This week is very personal to me. I struggled with establishing boundaries in my relationships for years. I still do, and it is not because I do not know how to be assertive, but more because of having the privilege of growing up/immersed in different cultures and have embraced the good of the those cultures/worlds – so to speak. Over the years, I learn that my values and morals as a human being means more than a cultural or religious tag attached to my name. So, I decided that I will live the rest of my life being true to the essence of me that is all human and does not see the world divided or through boundaries of limitation and judgement.
Back to establishing boundaries. I believe we can function at our higher-self level when we have clear boundaries in our commitments to ourselves and clear boundaries with people we have relationships with. So, what are boundaries? Boundaries are like rules we have set for ourselves in different domains of our internal and external life, and we determine & define the what, where, when, with whom of it all. We most likely have:
- Physical Boundary: our personal space, our privacy, and our bodies.

------------

> [Set problem] From the piece on boundaries, set down word for word the passage starting with "This week is" and going on through "limitation and judgement.".

> [Dataset extract]
------------

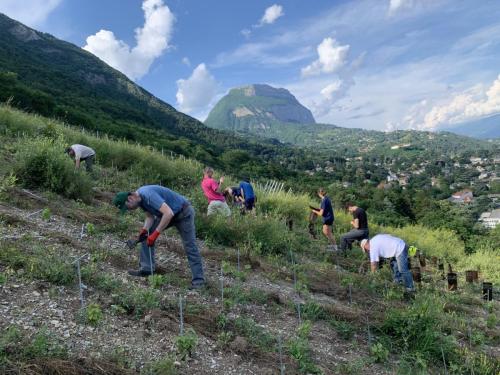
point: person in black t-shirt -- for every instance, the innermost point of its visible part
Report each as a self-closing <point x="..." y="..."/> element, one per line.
<point x="326" y="211"/>
<point x="360" y="227"/>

------------

> [Solution for this exercise]
This week is very personal to me. I struggled with establishing boundaries in my relationships for years. I still do, and it is not because I do not know how to be assertive, but more because of having the privilege of growing up/immersed in different cultures and have embraced the good of the those cultures/worlds – so to speak. Over the years, I learn that my values and morals as a human being means more than a cultural or religious tag attached to my name. So, I decided that I will live the rest of my life being true to the essence of me that is all human and does not see the world divided or through boundaries of limitation and judgement.